* Written exercise *
Render this sentence from the forum post on simulationist games in Spanish: "But, it makes those sacrifices for their own sake, not to simulate anything."

* Selected excerpt *
>>
What are your favorite 4E elements?


Heh. After some long edition-war-era rants from 'simulationists,' I concluded that a simulationist game is one that makes the kinds of sacrifices you would have to make to modify a playable game into an accurate simulation. That is, balance and even basic fairness are right out, anathema to the agenda - and playability is just the bare minimum to make the exercise possible, if tedious. But, it makes those sacrifices for their own sake, not to simulate anything.

The players exploiting the necessarily imbalanced mechanics to maximum advantage? (I guess that's 'skilled play.')
The DM showing off his imagined world with the players as tourists?
Re-running a typical genre story but having it turn out 'right' instead of conforming to genre tropes?
(ie: Thulsa Doom polymorphs Conan into a nematode, Dominates(pi) the hot princess, and takes over the world; Ganfalf uses The One Ring to destroy/become Sauron, Dominates(pi) Galadriel, and takes over the world; Merlin disintegrates the Stone, renders Excalibur for Mana, Dominates(pi) Morgan le Fey, the Lady of the Lake, & Guinevere, and conquers England; etc...)
<<
* Given data *
>>
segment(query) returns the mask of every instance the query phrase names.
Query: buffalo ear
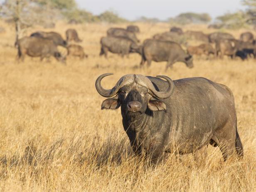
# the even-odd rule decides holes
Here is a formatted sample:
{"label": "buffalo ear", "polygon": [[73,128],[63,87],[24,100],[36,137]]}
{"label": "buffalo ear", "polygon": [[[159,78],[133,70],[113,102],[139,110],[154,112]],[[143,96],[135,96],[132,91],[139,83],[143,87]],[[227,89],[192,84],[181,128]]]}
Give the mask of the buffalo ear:
{"label": "buffalo ear", "polygon": [[148,107],[151,111],[166,110],[165,104],[159,100],[150,100],[148,103]]}
{"label": "buffalo ear", "polygon": [[116,109],[118,109],[121,105],[121,103],[118,99],[118,97],[109,98],[104,100],[101,104],[101,110]]}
<<
* Answer to this problem *
Pero hace esos sacrificios por sí mismos, no para simular nada.